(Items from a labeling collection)

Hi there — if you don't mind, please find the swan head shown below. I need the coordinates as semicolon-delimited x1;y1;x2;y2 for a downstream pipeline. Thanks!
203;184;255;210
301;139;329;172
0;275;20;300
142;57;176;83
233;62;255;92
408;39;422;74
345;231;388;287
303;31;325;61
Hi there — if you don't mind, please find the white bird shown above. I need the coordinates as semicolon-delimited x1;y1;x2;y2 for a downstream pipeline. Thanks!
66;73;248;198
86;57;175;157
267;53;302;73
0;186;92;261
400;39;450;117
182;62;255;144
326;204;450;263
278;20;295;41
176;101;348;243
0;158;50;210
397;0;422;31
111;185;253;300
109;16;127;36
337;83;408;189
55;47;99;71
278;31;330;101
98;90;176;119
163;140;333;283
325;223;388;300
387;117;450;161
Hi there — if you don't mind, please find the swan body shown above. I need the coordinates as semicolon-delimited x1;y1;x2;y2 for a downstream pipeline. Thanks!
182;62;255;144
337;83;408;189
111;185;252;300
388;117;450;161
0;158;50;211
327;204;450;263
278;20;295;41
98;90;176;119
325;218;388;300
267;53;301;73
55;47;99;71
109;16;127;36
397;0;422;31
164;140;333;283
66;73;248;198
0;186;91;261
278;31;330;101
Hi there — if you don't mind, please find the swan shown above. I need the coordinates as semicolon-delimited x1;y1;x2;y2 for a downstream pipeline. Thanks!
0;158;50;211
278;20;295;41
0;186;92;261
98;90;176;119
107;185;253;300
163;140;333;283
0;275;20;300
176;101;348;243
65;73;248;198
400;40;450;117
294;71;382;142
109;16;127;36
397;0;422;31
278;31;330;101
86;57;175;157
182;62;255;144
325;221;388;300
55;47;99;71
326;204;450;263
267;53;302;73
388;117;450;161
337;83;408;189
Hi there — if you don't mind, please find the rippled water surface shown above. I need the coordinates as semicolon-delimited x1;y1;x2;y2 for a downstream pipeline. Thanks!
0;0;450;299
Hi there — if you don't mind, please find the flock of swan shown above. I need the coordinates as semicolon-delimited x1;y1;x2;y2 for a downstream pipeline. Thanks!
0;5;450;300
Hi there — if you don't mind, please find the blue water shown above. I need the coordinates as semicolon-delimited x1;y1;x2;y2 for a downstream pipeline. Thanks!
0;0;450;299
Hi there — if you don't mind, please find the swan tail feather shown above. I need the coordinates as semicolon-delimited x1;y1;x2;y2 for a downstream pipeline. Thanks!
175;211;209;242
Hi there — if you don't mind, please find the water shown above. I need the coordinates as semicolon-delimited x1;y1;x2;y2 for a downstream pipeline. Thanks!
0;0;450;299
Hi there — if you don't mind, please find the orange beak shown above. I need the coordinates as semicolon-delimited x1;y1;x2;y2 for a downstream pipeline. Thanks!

# [Exercise goal]
Transcribe the whole listing exactly.

# [Answer to this exercise]
Hi there — if you don't mind, please find the swan head shown below. I need the coordinates as semicolon-delimited x1;y1;x2;y2 for a downstream pipeline. Thanks!
203;184;255;210
301;139;329;172
0;275;20;300
142;57;176;83
233;62;255;92
408;39;422;74
345;231;388;287
303;31;325;61
Hi there — if you don't mind, please find the white bird shown above. I need the coordinates as semicolon-delimited x1;y1;x2;y2 for a downstream pipeline. Thanks!
66;73;248;198
86;57;175;157
267;53;302;73
0;186;92;261
400;39;450;117
182;62;255;144
326;204;450;263
278;20;295;41
176;101;348;243
0;158;50;210
397;0;422;31
111;185;253;300
109;16;127;36
337;83;408;189
55;47;99;71
278;31;330;101
98;90;176;119
163;140;333;283
325;223;388;300
387;117;450;161
Hi there — if you don't mind, please find the swan body shown above. I need the coordinates as semicolon-delimited x1;y1;x2;y2 for a downstream pipeline. Thanks!
182;62;255;144
337;83;408;189
111;185;252;300
388;117;450;161
0;158;50;211
327;204;450;263
278;20;295;41
98;90;176;119
325;218;388;300
267;53;301;73
55;47;99;71
109;16;127;36
397;0;422;31
164;140;333;283
66;73;248;198
0;186;91;261
278;31;330;101
Hi there — if you don't mind, please find the swan shown above. I need the coordinates as semicolon-delimited x1;y1;x2;y2 for a downstream pipeline. Thanks!
0;158;50;211
278;20;295;41
0;186;92;261
98;90;176;119
107;185;253;300
163;140;333;283
0;275;20;300
176;101;348;243
65;73;248;198
400;40;450;117
294;71;382;142
109;16;127;36
397;0;422;31
278;31;330;101
86;57;175;157
182;62;255;144
325;221;388;300
55;47;99;71
326;204;450;263
267;53;302;73
388;117;450;161
337;83;408;189
Hi there — if you don't mind, please find the rippled water surface shown above. I need the coordinates as semicolon-delimited x1;y1;x2;y2 for a downstream pipeline. Thanks!
0;0;450;299
Hi there — if you don't mind, please find the flock of swan shown above. I need the coordinates as semicolon-delimited x1;y1;x2;y2 for a downstream pipeline. Thanks!
0;5;450;300
Hi there — if you don't mind, please find the blue water shown above. I need the coordinates as semicolon-delimited x1;y1;x2;y2 for a downstream pipeline. Thanks!
0;0;450;299
Hi there — if you don't mind, please find the swan tail feather shown above. I need the coordinates as semicolon-delimited x1;y1;x2;y2 for a downstream pipeline. Thanks!
175;211;209;242
Hi there — if you don't mind, please find the water shown above. I need the coordinates as semicolon-delimited x1;y1;x2;y2 for a downstream pipeline. Thanks!
0;0;450;299
Hi there — if you don't mind, please find the orange beak shown above. I need the coordinates as semicolon-delimited x1;y1;x2;y2 for a downstream pipeline. Thanks!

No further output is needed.